Exactly as written, transcribe the lines that run from the one containing "[tag] wooden board: a pin per instance" to the end of the records below.

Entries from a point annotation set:
********************

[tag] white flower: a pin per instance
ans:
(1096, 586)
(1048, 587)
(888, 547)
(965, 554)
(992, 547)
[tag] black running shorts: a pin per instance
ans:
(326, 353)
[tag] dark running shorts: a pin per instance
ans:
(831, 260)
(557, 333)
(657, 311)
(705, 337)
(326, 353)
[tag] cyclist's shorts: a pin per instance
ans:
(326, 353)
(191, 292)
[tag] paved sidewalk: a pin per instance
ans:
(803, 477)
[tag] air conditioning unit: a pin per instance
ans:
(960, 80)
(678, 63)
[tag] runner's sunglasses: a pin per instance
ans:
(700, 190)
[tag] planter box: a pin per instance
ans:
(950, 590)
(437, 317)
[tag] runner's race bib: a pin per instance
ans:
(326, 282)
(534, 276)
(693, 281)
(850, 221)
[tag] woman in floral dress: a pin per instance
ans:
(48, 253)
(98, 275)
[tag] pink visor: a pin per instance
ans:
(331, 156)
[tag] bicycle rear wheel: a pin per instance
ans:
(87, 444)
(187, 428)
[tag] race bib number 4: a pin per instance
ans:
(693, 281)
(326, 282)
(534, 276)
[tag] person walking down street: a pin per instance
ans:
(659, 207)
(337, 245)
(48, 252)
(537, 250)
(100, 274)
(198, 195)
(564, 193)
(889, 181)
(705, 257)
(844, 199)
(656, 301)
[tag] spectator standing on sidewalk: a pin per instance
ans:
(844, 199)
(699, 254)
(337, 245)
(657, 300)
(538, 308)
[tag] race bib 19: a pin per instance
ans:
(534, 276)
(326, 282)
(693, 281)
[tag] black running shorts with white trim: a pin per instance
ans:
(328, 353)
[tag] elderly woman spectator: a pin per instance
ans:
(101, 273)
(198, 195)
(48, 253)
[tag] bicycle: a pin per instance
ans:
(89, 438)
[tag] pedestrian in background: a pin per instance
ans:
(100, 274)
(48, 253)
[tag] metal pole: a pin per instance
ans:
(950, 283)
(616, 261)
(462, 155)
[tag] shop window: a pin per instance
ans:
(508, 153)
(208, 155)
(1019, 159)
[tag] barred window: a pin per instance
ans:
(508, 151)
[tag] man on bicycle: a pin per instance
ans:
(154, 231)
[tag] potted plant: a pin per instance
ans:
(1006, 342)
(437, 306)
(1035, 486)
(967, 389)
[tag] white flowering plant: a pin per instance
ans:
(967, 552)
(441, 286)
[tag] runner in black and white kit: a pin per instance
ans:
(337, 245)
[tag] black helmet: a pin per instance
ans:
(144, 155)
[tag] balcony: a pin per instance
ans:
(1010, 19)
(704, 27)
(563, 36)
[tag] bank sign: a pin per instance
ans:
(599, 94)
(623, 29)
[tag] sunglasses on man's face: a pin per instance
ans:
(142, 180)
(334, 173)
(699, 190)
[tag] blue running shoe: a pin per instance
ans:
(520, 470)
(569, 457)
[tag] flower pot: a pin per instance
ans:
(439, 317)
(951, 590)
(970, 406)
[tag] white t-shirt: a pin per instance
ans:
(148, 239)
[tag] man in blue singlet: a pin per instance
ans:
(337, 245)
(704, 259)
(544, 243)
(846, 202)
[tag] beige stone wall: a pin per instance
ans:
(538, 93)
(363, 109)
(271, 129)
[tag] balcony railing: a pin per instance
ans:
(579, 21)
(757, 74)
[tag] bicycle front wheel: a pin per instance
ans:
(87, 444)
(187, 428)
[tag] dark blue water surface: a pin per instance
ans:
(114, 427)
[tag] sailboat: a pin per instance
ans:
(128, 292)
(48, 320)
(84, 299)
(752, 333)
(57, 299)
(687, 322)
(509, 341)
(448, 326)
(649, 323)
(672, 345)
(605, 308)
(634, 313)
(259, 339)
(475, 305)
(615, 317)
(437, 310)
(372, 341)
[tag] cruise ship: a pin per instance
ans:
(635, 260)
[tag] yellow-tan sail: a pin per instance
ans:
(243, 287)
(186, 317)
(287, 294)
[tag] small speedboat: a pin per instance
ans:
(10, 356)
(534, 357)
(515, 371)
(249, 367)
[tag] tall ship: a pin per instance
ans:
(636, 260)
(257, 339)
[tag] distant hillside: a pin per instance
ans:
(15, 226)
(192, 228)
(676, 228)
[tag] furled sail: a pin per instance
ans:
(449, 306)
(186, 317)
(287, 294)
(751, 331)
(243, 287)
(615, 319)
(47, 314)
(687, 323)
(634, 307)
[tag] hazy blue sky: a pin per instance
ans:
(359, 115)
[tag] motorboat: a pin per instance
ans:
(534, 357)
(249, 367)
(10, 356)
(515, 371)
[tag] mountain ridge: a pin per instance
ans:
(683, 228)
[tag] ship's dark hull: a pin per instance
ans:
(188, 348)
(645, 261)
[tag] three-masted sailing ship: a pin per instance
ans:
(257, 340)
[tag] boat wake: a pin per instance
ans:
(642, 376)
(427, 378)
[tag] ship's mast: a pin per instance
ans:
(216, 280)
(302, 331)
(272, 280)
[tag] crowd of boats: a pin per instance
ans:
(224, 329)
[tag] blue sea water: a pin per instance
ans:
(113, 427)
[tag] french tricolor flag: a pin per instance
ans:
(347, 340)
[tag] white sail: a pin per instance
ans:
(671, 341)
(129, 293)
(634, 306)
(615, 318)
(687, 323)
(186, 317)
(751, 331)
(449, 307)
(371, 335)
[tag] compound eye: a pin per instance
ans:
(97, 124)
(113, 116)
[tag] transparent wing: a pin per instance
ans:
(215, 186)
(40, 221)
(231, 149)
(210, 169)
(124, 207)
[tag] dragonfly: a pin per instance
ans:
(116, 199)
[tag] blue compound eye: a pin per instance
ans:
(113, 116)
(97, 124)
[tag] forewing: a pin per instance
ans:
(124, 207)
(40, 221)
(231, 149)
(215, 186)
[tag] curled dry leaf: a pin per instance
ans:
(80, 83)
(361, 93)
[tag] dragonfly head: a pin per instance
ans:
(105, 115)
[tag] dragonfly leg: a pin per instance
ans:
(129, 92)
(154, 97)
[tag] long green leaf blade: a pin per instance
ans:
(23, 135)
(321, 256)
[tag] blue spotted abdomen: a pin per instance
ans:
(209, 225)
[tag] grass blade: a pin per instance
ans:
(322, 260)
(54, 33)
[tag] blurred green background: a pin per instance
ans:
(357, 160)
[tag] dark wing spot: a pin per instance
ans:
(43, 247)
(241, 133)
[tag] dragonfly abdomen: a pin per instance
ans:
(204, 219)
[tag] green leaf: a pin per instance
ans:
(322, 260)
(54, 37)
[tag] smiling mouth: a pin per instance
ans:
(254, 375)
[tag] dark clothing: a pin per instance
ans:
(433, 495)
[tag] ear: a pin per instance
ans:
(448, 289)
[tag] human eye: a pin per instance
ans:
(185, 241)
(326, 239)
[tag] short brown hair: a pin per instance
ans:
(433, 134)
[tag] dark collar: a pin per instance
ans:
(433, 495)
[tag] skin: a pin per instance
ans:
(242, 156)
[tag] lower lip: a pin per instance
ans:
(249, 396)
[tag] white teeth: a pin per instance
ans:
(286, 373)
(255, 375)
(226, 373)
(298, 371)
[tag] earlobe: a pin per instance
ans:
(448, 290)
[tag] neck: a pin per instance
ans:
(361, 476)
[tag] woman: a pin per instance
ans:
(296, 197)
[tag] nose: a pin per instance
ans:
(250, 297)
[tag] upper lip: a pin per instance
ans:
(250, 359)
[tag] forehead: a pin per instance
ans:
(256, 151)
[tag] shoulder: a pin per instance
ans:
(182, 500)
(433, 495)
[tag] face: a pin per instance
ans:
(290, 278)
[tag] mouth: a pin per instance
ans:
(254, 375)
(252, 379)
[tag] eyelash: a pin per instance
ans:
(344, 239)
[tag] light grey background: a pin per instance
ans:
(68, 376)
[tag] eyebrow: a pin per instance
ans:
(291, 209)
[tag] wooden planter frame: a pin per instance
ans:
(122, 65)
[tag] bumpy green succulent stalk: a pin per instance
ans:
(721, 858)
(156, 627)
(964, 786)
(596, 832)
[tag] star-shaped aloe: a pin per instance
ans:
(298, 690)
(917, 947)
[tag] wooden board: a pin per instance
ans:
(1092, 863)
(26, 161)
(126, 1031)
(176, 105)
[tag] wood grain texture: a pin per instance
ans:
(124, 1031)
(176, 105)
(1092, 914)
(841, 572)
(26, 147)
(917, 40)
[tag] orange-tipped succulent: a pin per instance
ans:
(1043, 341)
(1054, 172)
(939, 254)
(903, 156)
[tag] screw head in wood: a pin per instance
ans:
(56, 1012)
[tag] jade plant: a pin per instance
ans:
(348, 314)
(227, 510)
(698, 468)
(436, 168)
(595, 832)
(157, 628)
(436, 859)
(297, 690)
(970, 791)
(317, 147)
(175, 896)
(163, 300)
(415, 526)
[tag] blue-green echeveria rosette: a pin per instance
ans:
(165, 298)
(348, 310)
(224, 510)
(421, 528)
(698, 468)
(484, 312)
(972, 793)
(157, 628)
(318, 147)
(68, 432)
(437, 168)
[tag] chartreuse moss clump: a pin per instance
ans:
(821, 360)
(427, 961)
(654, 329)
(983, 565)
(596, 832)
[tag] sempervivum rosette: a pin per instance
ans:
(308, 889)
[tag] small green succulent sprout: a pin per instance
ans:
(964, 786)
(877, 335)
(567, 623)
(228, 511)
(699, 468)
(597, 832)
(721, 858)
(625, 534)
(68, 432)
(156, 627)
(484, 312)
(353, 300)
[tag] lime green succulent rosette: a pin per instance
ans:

********************

WRITTEN SOLUTION:
[tag] wooden board: a pin per instance
ans:
(1092, 863)
(26, 161)
(126, 1031)
(176, 105)
[tag] wood grain texture: a pin per instance
ans:
(124, 1031)
(176, 105)
(1092, 914)
(841, 572)
(26, 147)
(917, 40)
[tag] orange-tipped succulent: a pin per instance
ans:
(1043, 341)
(1054, 172)
(939, 254)
(903, 156)
[tag] screw head in wood: a pin per instance
ans:
(56, 1012)
[tag] jade plant: a pin per instance
ans:
(348, 314)
(227, 510)
(698, 468)
(436, 168)
(595, 832)
(157, 628)
(436, 859)
(297, 690)
(970, 791)
(317, 147)
(175, 896)
(163, 300)
(415, 526)
[tag] blue-green echeveria rosette: a pin per instance
ans:
(165, 298)
(348, 310)
(224, 510)
(421, 528)
(698, 468)
(484, 312)
(972, 793)
(157, 628)
(318, 147)
(68, 432)
(437, 168)
[tag] chartreuse moss clump: a pin per instance
ans:
(821, 360)
(427, 961)
(654, 329)
(983, 565)
(596, 832)
[tag] sempervivum rosette: a pin per instance
ans:
(308, 889)
[tag] small green succulent sprout: a pin per instance
ans:
(964, 786)
(877, 335)
(567, 623)
(228, 511)
(699, 468)
(597, 832)
(721, 858)
(625, 534)
(68, 432)
(156, 627)
(484, 312)
(353, 300)
[tag] lime green succulent rosette: a pin per instance
ans:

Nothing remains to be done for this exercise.